**Document:**
Eyam via Bretton
Time taken 2 1/2 hours
This is a great walk if you don’t mind a stiff walk uphill at the start, out of Eyam on Hawkhill Road. It is also a great walk when you have a dog (Humphrey - my Rain Rescue lovely) that pulls like a train and who is daft enough to pull you all the way to the top! Humphrey, for anyone who has read some of my other pages on Peak District Online has now been with me two months and is thoroughly enjoying his new life in this fabulous area. He has new friends to walk with and lots of people to love him, but he struggles with some of the basics - lead walking, without pulling and SHEEP! For these reasons I am being careful at present on where I take him, so this walk fits the bill well
If you start in the centre of Eyam, take the road out to Townhead as if going towards Foolow. You will see a fruit and veg shop on the right that marks the right turn that you need to take. Climb up passed Eyam Museum which details Eyam’s rich history and then follow the winding Edge Road towards Mompessom’s Well – itself central to the plaque story of 1666. This part of the walk is the hardest, but well worth the road climb as you are able to look over the village of Eyam whilst climbing and at the top you can take advantage of the wide open spaces which give some of the most stunning views in the whole of the Peak District.
Continuing straight on the same road passed the well and beyond, spectacular views of Froggatt Edge down towards Chatsworth and up towards Stanage Edge are all off to the right so it is worth spending time as you walk to take this all in. As you follow the road, with farmland on either side after about a mile you reach a bend down towards Grindleford. If you take the stile straight over there is some great moors walking that will lead off to Hathersage, but for the purpose of walking Humphrey, we took the Roman Road that leads off to the left and over to Bretton.

**Exercise input:**

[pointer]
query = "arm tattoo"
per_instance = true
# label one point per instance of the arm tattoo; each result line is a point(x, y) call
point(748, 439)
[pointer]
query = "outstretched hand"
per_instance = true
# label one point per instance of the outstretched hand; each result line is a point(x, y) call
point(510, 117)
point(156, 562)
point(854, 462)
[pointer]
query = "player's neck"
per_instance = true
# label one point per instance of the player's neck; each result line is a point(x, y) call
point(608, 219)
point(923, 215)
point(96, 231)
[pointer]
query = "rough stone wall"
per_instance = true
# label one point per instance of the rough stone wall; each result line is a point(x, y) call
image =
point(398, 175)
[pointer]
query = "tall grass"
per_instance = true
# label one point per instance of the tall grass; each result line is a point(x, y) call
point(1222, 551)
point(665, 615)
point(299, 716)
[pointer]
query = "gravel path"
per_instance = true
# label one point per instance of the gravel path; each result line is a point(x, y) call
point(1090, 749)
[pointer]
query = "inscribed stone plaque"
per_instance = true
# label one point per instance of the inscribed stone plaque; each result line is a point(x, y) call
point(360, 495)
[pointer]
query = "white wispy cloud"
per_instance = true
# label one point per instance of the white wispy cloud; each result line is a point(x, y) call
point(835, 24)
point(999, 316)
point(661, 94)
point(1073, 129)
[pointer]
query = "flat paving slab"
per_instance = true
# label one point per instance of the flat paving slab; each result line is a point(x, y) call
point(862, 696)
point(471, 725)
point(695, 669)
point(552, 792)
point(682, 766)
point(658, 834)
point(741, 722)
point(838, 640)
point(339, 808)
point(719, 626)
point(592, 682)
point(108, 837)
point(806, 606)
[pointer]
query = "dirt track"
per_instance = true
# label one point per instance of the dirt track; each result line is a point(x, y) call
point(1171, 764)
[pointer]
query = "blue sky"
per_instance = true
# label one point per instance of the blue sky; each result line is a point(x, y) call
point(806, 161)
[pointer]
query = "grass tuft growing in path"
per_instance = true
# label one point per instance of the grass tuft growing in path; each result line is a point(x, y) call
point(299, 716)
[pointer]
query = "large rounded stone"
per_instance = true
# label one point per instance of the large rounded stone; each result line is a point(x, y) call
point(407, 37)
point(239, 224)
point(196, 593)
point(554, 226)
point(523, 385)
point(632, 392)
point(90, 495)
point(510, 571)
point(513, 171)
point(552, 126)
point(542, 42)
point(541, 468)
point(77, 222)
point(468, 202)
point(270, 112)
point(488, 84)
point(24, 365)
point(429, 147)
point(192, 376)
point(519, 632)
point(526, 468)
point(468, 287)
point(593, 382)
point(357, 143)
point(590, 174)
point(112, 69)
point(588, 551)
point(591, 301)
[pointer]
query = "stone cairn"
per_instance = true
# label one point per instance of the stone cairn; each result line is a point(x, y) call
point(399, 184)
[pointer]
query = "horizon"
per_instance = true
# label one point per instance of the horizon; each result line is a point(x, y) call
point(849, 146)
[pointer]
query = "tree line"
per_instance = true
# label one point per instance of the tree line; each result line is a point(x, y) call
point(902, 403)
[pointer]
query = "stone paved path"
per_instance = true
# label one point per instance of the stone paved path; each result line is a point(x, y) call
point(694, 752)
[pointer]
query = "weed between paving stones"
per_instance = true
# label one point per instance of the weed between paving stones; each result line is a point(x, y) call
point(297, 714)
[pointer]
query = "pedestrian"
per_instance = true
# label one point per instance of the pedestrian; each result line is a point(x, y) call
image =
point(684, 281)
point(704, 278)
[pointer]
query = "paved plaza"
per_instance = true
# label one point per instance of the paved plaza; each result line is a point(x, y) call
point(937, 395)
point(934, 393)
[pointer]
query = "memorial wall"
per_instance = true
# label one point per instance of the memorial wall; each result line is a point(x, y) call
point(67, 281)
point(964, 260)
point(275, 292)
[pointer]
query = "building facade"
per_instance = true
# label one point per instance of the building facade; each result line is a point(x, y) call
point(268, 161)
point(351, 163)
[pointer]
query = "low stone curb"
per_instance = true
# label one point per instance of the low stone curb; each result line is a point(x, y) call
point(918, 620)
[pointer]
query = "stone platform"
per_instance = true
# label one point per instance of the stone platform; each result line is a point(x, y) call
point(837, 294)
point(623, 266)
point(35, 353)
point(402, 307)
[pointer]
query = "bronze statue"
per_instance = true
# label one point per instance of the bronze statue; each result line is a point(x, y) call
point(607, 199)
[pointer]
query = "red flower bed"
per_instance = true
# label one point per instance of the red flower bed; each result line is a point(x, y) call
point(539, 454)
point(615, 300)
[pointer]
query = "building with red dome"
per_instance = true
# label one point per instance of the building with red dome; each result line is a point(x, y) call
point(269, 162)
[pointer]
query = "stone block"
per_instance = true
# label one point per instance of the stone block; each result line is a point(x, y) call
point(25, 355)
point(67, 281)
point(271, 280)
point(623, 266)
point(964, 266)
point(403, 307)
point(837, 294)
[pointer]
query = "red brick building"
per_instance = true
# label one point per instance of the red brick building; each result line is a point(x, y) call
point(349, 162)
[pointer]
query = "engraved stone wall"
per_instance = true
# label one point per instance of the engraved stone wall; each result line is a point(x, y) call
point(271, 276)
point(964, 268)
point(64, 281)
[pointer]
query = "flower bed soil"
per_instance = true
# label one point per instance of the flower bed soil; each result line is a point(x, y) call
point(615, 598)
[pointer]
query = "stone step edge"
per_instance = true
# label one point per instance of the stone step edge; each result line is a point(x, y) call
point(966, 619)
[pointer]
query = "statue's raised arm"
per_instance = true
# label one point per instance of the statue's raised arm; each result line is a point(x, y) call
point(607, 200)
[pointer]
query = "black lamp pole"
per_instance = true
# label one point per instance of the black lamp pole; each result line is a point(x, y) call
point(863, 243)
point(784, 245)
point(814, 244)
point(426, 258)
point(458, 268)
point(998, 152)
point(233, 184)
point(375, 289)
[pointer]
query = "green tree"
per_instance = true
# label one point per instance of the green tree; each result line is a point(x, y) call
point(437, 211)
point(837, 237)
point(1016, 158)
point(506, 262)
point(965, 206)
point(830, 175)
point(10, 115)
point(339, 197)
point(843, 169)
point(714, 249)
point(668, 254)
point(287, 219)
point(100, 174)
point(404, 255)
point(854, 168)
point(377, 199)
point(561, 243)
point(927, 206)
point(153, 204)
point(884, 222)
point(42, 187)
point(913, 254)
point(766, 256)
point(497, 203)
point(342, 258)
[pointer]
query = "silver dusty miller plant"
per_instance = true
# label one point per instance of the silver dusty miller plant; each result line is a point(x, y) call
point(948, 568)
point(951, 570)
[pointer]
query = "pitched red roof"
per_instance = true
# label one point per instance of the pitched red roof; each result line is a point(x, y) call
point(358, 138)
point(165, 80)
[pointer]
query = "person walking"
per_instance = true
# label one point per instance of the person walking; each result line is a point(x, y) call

**Actions to take:**
A. According to the walk description, on which road does the stiff uphill climb out of Eyam begin?
B. Gather every line of the records that contains the word "large".
The walk description and the records have no connection to each other.

**Solution list:**
A. Hawkhill Road.

B.
query = "large rounded stone"
# label one point per instance of the large rounded stone; each result line is a point(x, y) call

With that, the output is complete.